=== Exercise 1 ===
In the book review below, at what age was the woman given to adoptive parents?
=== Exercise 2 ===
Continue the book review below, picking up after its final sentence.

=== Given passage ===
■ ■ ■ ■ ■ ■ ■

IPT Book Reviews

Title: Until Darkness Holds No Fear
Author: Elizabeth Mikal
Publisher: Books Beyond Borders, Inc. 1995

Books Beyond Borders, Inc.
3640 Walnut Street, Suite A
Boulder, CO 80301
$16.95 (p)

This 264-page book purports to be the history of a woman who was taken by the state from her biological parents and given to adoptive parents at age four. She claims to remember abuse, both physical and sexual, at least back to 18 months of age and continuing to the time she left an adoptive home. Both natural parents, siblings, and adoptive parents are depicted as monsters who were savage and cruel in every imaginable way. The unspeakable savagery supposedly caused the young child to dissociate, then develop a variety of personalities in order to cope with the daily horrors.

There is not much information given about the life history of the author, but scattered throughout the book are statements and accounts of events that suggest she was troubled and had a chaotic life in early adulthood.  It is not clear at what point in the author's life the claimed memories of childhood abuse began to develop, but it seems certain that ongoing therapy played a major role. It is clear that suggestions and information given by a subsequent therapist provided the impetus to develop the behaviors and roles of Multiple Personality Disorder.

■ ■ ■ ■ ■ ■ ■

=== Dataset excerpt ===
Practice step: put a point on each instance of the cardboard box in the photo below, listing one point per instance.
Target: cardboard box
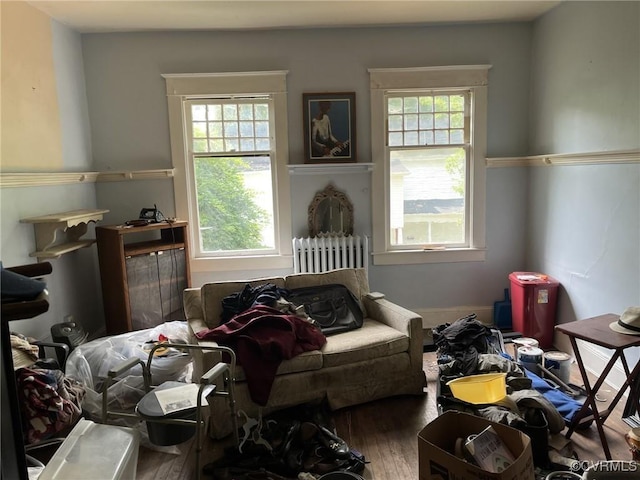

■ ■ ■ ■ ■ ■ ■

=== Final answer 1 ===
At age four.

=== Final answer 2 ===
The chief value of the book lies in the detailed presentations of the internal conversations, group meetings, and interactions of the purported personality entities. It is of interest that the thinking processes attributed to all entities during infancy and early childhood are those known in the science of psychology as adult-level cognitions. A reader can make personal judgments as to the validity of the structures, abilities, and cognitions assigned to the entities.

For those interested in how the behaviors and roles of a person claiming Multiple Personality Disorder (now known as Dissociative Identity Disorder) develop and take shape, this book can provide some clarity. It demonstrates the amazing fecundity and creativity of the human mind given a nail upon which to hang a story.  This is the capacity that has produced the great myths down through the ages.

Reviewed by Ralph Underwager, Institute for Psychological Therapies, Northfield, Minnesota 55057.